| What is being asked |
Extract each line of the material that follows exactly and omit its pictures.

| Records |
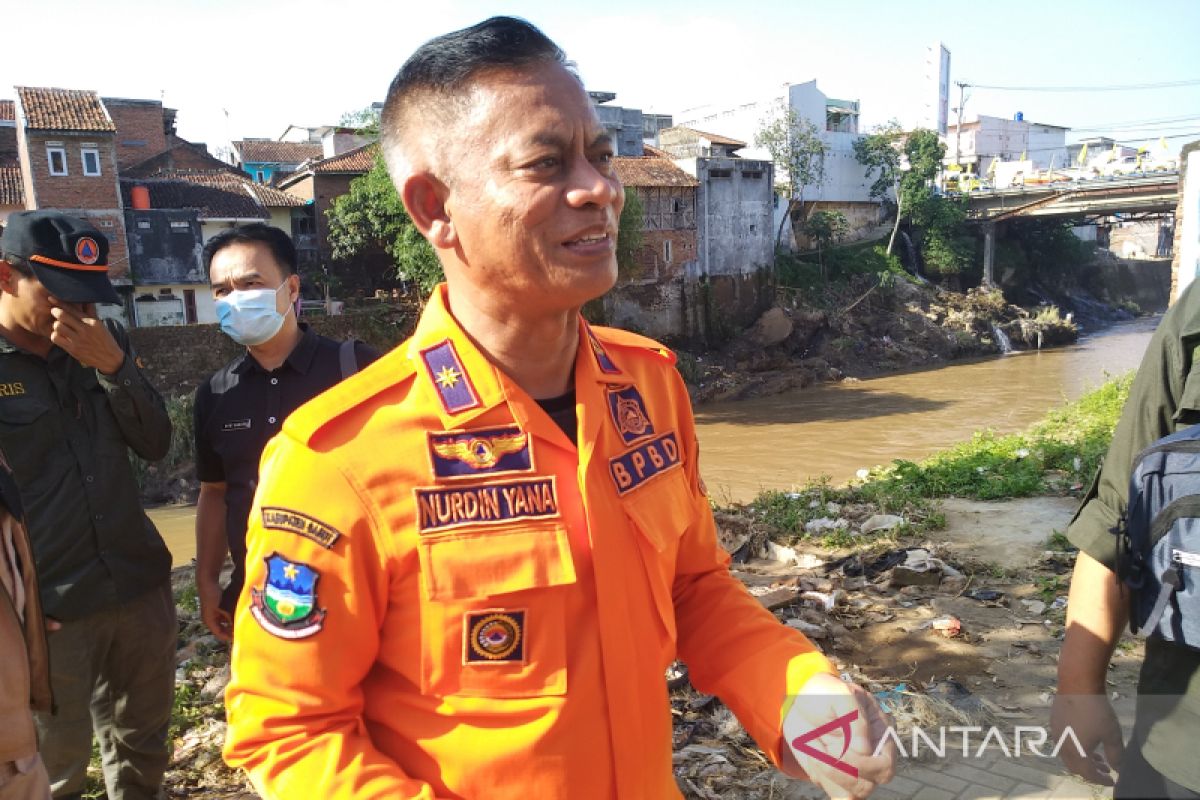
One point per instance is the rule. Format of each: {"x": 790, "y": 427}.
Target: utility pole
{"x": 958, "y": 127}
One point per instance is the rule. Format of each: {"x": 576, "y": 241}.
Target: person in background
{"x": 72, "y": 404}
{"x": 256, "y": 287}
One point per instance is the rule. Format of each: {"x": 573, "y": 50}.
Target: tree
{"x": 826, "y": 228}
{"x": 630, "y": 234}
{"x": 796, "y": 146}
{"x": 371, "y": 218}
{"x": 882, "y": 151}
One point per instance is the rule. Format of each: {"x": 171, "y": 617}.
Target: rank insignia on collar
{"x": 601, "y": 355}
{"x": 493, "y": 637}
{"x": 629, "y": 414}
{"x": 450, "y": 379}
{"x": 486, "y": 451}
{"x": 286, "y": 606}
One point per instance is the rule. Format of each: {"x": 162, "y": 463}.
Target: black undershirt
{"x": 562, "y": 410}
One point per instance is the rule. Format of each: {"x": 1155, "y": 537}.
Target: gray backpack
{"x": 1159, "y": 540}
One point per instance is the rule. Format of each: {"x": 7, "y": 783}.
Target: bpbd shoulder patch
{"x": 286, "y": 605}
{"x": 486, "y": 451}
{"x": 493, "y": 637}
{"x": 634, "y": 467}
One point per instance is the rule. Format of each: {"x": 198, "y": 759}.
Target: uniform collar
{"x": 300, "y": 359}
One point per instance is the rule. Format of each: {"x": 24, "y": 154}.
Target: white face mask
{"x": 250, "y": 317}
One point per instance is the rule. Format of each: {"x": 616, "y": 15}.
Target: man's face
{"x": 534, "y": 199}
{"x": 251, "y": 265}
{"x": 28, "y": 302}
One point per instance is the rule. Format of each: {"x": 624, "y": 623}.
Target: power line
{"x": 1168, "y": 84}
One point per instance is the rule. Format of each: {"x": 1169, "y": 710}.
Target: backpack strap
{"x": 1170, "y": 584}
{"x": 347, "y": 359}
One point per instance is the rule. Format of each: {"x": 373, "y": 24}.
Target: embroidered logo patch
{"x": 286, "y": 606}
{"x": 489, "y": 504}
{"x": 450, "y": 378}
{"x": 487, "y": 451}
{"x": 87, "y": 250}
{"x": 601, "y": 355}
{"x": 629, "y": 414}
{"x": 300, "y": 523}
{"x": 640, "y": 464}
{"x": 495, "y": 637}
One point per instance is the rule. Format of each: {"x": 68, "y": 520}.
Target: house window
{"x": 90, "y": 161}
{"x": 58, "y": 160}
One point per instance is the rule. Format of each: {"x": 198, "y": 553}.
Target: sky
{"x": 238, "y": 68}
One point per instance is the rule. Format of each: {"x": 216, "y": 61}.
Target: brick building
{"x": 318, "y": 184}
{"x": 66, "y": 145}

| Reply to the exercise |
One point per instance is the rule. Format of each: {"x": 790, "y": 427}.
Target: utility pole
{"x": 958, "y": 127}
One point per instance is the rule. Format of each: {"x": 576, "y": 241}.
Target: person in background
{"x": 72, "y": 404}
{"x": 256, "y": 287}
One point per instance is the rule. Format of each: {"x": 573, "y": 50}.
Target: tree
{"x": 826, "y": 228}
{"x": 630, "y": 234}
{"x": 796, "y": 146}
{"x": 371, "y": 218}
{"x": 882, "y": 151}
One point per instance is the rule. Format of each: {"x": 171, "y": 617}.
Target: rank insignia on collar
{"x": 601, "y": 355}
{"x": 493, "y": 637}
{"x": 629, "y": 414}
{"x": 450, "y": 379}
{"x": 486, "y": 451}
{"x": 286, "y": 606}
One point per instance is the rule. Format of each: {"x": 162, "y": 463}.
Target: black undershirt
{"x": 562, "y": 410}
One point per instance is the rule. Format of each: {"x": 1155, "y": 537}.
Target: gray backpack
{"x": 1159, "y": 540}
One point per instance is the rule. Format of each: {"x": 7, "y": 783}.
Target: bpbd shoulder patch
{"x": 286, "y": 605}
{"x": 486, "y": 451}
{"x": 493, "y": 637}
{"x": 634, "y": 467}
One point per instance is the rule. Format of each: {"x": 198, "y": 759}.
Target: uniform collar
{"x": 300, "y": 359}
One point per instance is the rule. Format of each: {"x": 24, "y": 154}.
Target: white face mask
{"x": 250, "y": 317}
One point per instance is the rule. Format of each: {"x": 616, "y": 15}.
Target: man's face
{"x": 534, "y": 199}
{"x": 251, "y": 265}
{"x": 28, "y": 302}
One point per instance is the rule. Format of each: {"x": 624, "y": 623}.
Target: power line
{"x": 1168, "y": 84}
One point per instance is the rule. Format of each: {"x": 1169, "y": 710}.
Target: backpack strap
{"x": 1170, "y": 584}
{"x": 347, "y": 359}
One point per instance is the rule. Format of each: {"x": 373, "y": 24}.
Target: embroidered logo patch
{"x": 286, "y": 606}
{"x": 489, "y": 504}
{"x": 450, "y": 378}
{"x": 487, "y": 451}
{"x": 87, "y": 250}
{"x": 601, "y": 355}
{"x": 629, "y": 414}
{"x": 300, "y": 523}
{"x": 640, "y": 464}
{"x": 495, "y": 637}
One point per instance is the rule. Format of each: {"x": 68, "y": 520}.
Target: house window
{"x": 90, "y": 161}
{"x": 58, "y": 160}
One point per instance is the rule. Format of each: {"x": 198, "y": 553}.
Target: sky
{"x": 238, "y": 68}
One point per instance is the rule. Format of each: {"x": 216, "y": 61}.
Target: brick building
{"x": 318, "y": 184}
{"x": 66, "y": 145}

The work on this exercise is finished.